### [Direction 1]
How many hairpin bends does the Kalhatty climb have, according to the Tour of Nilgiris text?
### [Direction 2]
Reproduce the Tour of Nilgiris text between "The tour has" and "competitive professional cycling.", inclusive.

Tour of Nilgiris

Race details
- Date: December
- Region: South India
- English name: Tour of Nilgiris
- Discipline: Road Bike, MTB, Hybrid
- Type: Eight Day Cyclosportive
- Organiser: Breakaway Sports
- Web site: tourofnilgiris.com

History
- First edition: 2008
- Editions: 15 (as of 2024)

= Tour of Nilgiris =

Bicycle tour in India

The Tour of Nilgiris is a bicycle tour in India organised by Breakaway Sports.

The tour has been held every year since 2008. The aim of the tour is to promote cycling within the Nilgiris region passing through three Southern states of India Karnataka, Kerala and Tamil Nadu and to revive the cycle culture by popularising cycle as a mode of transport for the twin benefits of easing traffic congestion and being environmental friendly. The event caters for both Charity Riders, Recreational Riders and those looking to move into competitive professional cycling.

==The Kalhatty challenge==

The hardest part of the tour is the famous and gruelling Kalhatty climb. 12 km of climbing gradients and 36 hairpin bends to gain an altitude of 1,230 m. The average elevation gain is around 10 per cent with a few stretches going up to 15 per cent gradient.

Kalhatti is considered a Hors catégorie climb, which in cycling terms means "something that is beyond categorisation". It is perhaps one of the toughest climbs possible in the sub continent.

Kalhatti route is inside a Reserve forest and this route is subjected to changes dependending on the various department permissions.

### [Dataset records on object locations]

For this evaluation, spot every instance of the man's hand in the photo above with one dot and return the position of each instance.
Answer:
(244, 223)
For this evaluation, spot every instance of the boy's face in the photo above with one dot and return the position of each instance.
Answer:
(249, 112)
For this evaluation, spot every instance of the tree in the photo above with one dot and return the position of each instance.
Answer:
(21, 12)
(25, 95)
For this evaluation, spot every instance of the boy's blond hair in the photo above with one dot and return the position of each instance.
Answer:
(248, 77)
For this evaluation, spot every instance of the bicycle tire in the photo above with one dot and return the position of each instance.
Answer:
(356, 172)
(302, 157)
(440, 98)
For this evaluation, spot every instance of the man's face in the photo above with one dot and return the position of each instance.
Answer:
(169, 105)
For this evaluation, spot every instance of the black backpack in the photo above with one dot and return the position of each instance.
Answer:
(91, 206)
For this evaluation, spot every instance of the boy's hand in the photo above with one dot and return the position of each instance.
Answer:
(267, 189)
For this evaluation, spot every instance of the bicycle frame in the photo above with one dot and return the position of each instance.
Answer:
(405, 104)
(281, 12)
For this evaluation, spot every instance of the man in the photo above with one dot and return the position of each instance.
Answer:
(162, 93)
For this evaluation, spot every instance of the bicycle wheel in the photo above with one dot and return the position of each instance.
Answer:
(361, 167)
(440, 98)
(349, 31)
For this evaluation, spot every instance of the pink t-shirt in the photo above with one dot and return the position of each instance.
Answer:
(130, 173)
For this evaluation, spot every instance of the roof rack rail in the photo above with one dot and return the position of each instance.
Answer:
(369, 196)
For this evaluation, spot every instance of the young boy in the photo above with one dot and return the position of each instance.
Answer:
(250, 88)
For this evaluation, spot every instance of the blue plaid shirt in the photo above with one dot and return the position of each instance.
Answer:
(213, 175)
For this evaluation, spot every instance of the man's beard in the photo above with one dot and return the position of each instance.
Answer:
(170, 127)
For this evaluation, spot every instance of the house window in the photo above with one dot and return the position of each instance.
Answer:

### [Full solution 1]
36

### [Full solution 2]
The tour has been held every year since 2008. The aim of the tour is to promote cycling within the Nilgiris region passing through three Southern states of India Karnataka, Kerala and Tamil Nadu and to revive the cycle culture by popularising cycle as a mode of transport for the twin benefits of easing traffic congestion and being environmental friendly. The event caters for both Charity Riders, Recreational Riders and those looking to move into competitive professional cycling.